A run of records
- - -

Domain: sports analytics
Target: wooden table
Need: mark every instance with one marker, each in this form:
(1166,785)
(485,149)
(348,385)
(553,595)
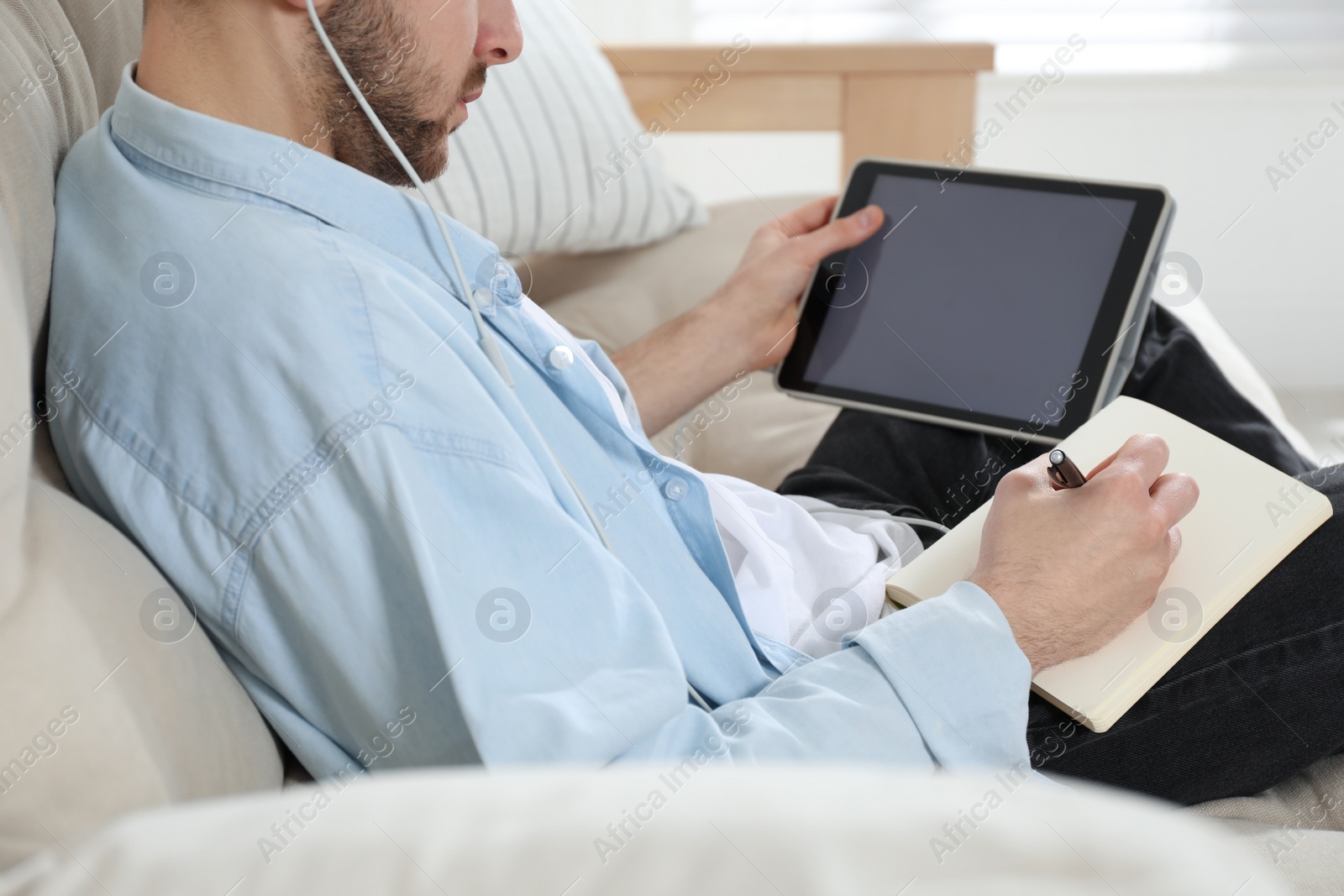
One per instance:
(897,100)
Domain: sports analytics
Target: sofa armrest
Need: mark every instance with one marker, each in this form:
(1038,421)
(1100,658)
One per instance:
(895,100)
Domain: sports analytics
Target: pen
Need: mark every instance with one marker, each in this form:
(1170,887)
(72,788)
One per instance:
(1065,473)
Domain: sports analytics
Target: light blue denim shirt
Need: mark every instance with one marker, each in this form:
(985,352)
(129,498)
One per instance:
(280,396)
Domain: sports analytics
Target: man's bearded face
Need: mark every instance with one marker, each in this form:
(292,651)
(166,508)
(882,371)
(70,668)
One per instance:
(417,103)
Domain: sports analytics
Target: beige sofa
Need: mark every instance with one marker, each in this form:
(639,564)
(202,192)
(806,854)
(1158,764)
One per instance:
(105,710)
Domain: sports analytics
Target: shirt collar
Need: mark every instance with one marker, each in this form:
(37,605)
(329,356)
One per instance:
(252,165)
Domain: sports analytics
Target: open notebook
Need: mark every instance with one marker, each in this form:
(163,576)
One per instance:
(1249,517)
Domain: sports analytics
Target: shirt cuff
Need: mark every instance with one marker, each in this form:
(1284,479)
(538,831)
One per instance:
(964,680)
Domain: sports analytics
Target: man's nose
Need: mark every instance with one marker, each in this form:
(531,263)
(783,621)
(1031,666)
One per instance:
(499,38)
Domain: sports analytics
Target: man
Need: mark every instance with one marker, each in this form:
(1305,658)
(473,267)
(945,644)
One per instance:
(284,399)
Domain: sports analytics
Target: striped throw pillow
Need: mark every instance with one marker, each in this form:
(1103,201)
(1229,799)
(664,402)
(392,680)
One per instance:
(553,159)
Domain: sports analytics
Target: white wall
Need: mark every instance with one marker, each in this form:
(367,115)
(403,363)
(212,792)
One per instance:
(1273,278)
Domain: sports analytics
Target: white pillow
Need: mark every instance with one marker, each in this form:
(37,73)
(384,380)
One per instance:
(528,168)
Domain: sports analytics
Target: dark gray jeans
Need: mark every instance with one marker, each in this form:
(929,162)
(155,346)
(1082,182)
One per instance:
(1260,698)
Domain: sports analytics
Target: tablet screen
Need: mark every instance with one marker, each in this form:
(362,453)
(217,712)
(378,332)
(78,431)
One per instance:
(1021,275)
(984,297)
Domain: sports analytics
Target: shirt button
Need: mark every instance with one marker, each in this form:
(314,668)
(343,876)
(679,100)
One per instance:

- - -

Task to carry out
Find every line in the listing above that contains the word "sofa", and copy each of those lines.

Task result
Target: sofa armrest
Target: beige sofa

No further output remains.